**What is needed**
Skip the pictures, please, and write out exactly the lines from the opening of the data through the line containing "Target: brown woody branch".

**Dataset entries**
__________

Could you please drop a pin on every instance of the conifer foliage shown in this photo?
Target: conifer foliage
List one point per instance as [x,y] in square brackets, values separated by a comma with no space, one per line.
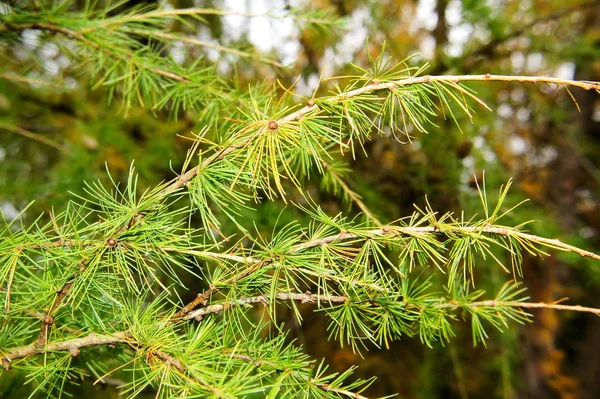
[92,291]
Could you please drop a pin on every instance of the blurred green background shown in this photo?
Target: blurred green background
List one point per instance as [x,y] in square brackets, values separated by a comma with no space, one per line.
[52,139]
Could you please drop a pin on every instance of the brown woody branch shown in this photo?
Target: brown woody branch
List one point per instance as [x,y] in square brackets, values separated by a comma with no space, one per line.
[186,177]
[123,337]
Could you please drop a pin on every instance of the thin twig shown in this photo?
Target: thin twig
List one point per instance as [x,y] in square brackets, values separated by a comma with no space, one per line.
[263,299]
[186,177]
[23,79]
[123,337]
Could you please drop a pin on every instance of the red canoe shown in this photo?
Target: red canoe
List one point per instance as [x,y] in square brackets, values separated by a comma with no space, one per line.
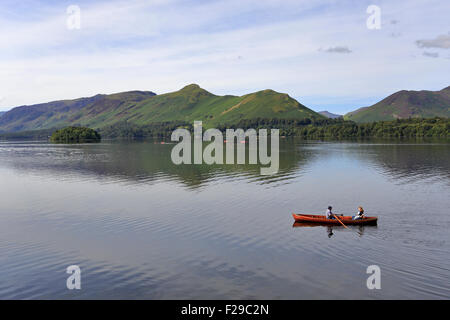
[347,220]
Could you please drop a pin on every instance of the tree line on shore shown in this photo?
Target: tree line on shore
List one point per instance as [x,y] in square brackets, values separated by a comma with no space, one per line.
[307,128]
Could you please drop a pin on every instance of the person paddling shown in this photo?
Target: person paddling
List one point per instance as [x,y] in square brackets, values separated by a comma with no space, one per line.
[359,214]
[330,214]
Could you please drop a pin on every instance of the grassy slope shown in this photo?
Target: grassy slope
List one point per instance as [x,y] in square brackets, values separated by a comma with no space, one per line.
[406,104]
[188,104]
[67,112]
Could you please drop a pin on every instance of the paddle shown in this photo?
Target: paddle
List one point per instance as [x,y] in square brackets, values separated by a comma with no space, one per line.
[340,221]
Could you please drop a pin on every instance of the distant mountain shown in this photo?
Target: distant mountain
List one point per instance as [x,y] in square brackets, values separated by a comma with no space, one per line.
[330,115]
[138,107]
[405,104]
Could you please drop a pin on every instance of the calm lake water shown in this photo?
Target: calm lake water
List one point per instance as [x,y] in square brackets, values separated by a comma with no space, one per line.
[140,227]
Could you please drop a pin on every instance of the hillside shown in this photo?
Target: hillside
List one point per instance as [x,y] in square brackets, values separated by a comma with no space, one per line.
[330,115]
[142,108]
[69,112]
[406,104]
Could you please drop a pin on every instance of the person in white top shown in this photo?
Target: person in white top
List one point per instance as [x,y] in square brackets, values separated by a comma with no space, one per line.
[330,214]
[359,215]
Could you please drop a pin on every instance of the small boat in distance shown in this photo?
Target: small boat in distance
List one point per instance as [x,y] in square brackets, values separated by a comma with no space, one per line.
[347,220]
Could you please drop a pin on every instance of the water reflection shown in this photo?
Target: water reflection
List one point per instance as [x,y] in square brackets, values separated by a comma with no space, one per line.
[149,162]
[141,227]
[359,229]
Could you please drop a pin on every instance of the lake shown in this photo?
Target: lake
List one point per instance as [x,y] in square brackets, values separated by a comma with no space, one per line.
[140,227]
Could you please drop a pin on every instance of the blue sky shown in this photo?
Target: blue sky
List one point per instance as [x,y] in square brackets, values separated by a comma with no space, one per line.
[319,52]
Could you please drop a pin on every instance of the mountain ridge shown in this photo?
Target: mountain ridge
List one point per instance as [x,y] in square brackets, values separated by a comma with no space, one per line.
[405,104]
[145,107]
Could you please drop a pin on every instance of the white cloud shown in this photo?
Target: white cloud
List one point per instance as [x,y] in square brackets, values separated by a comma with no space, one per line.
[164,45]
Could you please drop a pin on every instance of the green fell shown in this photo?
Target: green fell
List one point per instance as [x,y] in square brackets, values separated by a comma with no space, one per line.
[145,108]
[406,104]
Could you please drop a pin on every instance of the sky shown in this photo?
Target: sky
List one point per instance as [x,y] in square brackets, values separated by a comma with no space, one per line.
[328,54]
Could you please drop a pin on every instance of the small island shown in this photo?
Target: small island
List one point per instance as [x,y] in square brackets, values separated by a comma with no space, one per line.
[75,135]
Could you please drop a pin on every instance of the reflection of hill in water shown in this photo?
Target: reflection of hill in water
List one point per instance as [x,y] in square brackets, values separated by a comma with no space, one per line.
[411,162]
[140,162]
[147,162]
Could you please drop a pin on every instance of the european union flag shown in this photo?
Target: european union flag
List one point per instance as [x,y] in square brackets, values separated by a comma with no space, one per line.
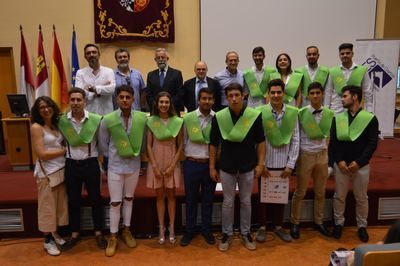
[74,59]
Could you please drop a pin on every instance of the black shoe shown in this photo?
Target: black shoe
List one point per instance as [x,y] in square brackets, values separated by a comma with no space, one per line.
[363,234]
[70,243]
[295,231]
[101,241]
[186,239]
[208,237]
[337,231]
[323,230]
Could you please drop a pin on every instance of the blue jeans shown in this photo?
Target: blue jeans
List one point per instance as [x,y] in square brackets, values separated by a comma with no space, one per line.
[245,181]
[198,181]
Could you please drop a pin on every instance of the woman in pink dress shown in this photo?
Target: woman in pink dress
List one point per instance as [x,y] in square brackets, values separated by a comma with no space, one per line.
[164,149]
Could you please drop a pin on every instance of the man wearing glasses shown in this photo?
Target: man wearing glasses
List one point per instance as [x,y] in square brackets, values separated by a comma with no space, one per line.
[125,75]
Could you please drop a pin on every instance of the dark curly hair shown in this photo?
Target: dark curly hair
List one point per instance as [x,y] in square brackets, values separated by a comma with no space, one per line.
[289,70]
[35,111]
[171,110]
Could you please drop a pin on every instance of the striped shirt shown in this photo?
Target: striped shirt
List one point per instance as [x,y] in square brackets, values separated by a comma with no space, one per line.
[285,155]
[310,145]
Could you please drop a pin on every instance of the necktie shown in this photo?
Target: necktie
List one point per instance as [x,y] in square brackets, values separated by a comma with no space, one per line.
[199,85]
[162,77]
[317,111]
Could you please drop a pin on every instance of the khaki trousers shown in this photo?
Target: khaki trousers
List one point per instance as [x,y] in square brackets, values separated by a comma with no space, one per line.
[310,166]
[52,206]
[360,188]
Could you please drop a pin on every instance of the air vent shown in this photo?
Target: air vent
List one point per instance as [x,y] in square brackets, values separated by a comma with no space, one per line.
[86,218]
[216,218]
[389,208]
[11,220]
[307,211]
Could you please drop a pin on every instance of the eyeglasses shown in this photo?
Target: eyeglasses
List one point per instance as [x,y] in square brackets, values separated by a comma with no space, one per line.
[45,107]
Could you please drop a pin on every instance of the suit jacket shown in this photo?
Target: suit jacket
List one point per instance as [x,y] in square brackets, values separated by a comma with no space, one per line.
[189,97]
[172,84]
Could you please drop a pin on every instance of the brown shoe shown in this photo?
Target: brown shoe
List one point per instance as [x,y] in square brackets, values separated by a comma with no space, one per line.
[101,241]
[112,246]
[128,238]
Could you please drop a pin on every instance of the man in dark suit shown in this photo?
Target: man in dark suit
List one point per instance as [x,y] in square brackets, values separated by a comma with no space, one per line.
[192,86]
[164,78]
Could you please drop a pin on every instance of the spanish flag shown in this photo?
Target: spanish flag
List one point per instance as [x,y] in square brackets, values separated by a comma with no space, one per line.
[59,90]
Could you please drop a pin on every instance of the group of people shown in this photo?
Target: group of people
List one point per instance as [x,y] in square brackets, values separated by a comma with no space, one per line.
[238,127]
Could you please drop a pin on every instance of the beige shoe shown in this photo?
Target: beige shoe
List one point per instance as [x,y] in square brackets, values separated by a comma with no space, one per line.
[111,246]
[128,238]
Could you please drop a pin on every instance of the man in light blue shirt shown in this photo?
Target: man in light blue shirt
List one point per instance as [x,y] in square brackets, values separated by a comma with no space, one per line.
[231,74]
[124,75]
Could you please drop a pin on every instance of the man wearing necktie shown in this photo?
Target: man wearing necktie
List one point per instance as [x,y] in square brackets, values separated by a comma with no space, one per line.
[164,78]
[315,122]
[192,87]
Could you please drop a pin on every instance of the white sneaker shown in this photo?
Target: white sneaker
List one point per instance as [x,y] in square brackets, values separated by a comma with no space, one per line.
[59,241]
[51,248]
[330,171]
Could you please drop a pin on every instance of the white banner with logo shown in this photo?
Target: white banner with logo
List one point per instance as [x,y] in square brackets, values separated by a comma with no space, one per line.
[381,58]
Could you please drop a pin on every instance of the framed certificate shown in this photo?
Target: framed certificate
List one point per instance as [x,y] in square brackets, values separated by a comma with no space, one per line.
[274,189]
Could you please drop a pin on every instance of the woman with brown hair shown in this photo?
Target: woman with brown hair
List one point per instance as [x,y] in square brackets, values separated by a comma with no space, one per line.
[49,172]
[164,148]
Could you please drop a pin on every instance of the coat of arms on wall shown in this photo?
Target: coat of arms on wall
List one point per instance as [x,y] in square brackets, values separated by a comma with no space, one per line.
[140,20]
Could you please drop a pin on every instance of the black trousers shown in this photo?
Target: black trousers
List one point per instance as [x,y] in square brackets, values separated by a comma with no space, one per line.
[77,173]
[198,182]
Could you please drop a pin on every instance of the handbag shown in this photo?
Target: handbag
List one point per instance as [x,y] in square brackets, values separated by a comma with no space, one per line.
[55,178]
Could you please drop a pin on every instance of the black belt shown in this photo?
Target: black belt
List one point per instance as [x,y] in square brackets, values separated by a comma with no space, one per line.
[197,160]
[81,162]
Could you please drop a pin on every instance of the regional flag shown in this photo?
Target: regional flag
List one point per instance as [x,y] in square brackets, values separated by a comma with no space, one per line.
[27,84]
[59,88]
[74,58]
[42,78]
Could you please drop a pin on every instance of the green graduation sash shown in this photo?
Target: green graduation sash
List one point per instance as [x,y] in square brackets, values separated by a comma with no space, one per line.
[278,136]
[291,87]
[236,132]
[355,78]
[196,134]
[127,146]
[164,132]
[310,125]
[344,132]
[321,76]
[257,90]
[86,134]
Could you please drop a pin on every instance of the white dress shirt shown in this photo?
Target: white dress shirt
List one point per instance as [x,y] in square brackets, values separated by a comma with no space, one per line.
[312,145]
[81,152]
[333,100]
[256,101]
[116,163]
[197,150]
[104,83]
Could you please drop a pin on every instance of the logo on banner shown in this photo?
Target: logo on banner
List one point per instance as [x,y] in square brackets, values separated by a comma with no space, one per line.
[378,72]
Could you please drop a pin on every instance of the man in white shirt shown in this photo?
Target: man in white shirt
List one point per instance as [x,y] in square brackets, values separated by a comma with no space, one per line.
[315,122]
[312,72]
[97,81]
[347,73]
[231,74]
[121,138]
[257,77]
[195,167]
[281,153]
[79,128]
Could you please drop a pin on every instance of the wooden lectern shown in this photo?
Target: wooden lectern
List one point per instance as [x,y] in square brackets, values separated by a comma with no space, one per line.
[19,146]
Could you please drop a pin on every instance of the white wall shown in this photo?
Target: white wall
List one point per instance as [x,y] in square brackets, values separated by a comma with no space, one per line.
[281,26]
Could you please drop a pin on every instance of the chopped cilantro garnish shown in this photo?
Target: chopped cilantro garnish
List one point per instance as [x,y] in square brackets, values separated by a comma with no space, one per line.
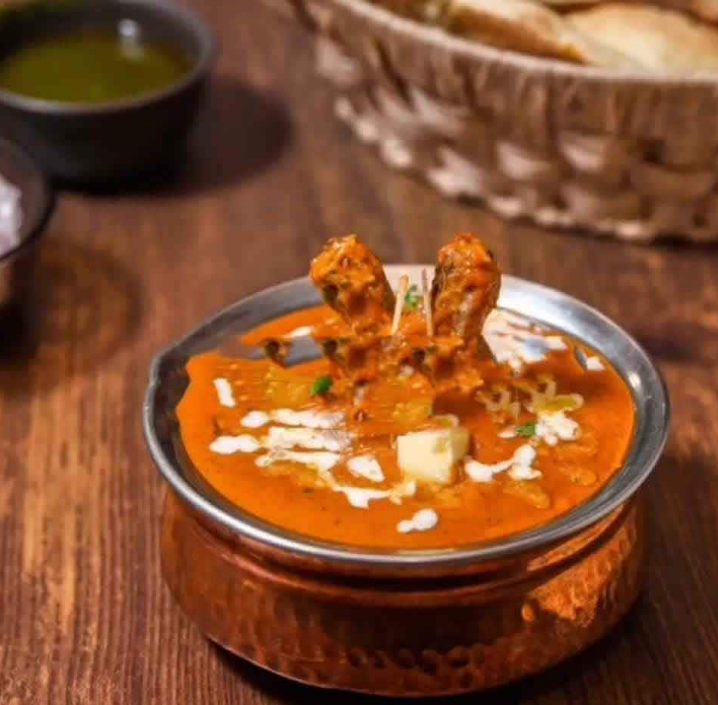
[321,386]
[412,297]
[526,430]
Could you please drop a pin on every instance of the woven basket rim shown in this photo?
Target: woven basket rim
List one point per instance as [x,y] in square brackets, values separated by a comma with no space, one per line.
[439,38]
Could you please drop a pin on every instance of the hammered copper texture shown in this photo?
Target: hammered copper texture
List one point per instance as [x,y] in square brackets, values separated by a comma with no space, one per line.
[530,138]
[405,637]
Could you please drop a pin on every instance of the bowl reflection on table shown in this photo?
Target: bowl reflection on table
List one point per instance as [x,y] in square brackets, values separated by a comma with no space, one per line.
[17,264]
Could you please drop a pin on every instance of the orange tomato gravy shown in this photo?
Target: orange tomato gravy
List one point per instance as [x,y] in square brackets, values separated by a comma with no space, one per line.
[288,495]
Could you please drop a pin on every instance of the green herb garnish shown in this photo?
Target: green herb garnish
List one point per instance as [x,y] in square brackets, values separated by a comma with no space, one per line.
[412,297]
[321,386]
[526,430]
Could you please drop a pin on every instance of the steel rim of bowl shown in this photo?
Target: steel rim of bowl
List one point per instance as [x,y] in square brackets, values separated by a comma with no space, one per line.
[171,12]
[647,387]
[438,37]
[34,229]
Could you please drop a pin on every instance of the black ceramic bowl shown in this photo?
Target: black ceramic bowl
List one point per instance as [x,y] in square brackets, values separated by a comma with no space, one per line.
[17,265]
[105,143]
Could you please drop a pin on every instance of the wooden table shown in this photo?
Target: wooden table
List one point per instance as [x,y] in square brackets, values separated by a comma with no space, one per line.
[84,615]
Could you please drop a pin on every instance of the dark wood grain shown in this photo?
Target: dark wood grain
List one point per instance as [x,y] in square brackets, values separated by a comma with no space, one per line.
[84,615]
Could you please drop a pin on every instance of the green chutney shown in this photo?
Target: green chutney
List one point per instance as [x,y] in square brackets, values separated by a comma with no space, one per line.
[91,66]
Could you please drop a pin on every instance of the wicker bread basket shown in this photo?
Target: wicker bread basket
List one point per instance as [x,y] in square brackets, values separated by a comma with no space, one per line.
[630,155]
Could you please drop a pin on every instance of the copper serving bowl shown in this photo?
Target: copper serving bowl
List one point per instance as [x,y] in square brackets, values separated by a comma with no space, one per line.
[405,623]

__________

**Task result**
Could you please drop a pin on every instance of the conifer foliage shown in this photo?
Target: conifer foliage
List one point per instance as [x,y] in square brackets, values separated by a comma with no space, one per line.
[92,291]
Could you please drop a pin on every instance of the blurred green background shown in this photo?
Target: blurred green background
List one point per instance as [x,y] in square brackets, values separated by a comma with no space, one per line.
[52,139]
Could you please drop a pin on every instance of the brown woody branch shown in this photo?
Target: brown woody branch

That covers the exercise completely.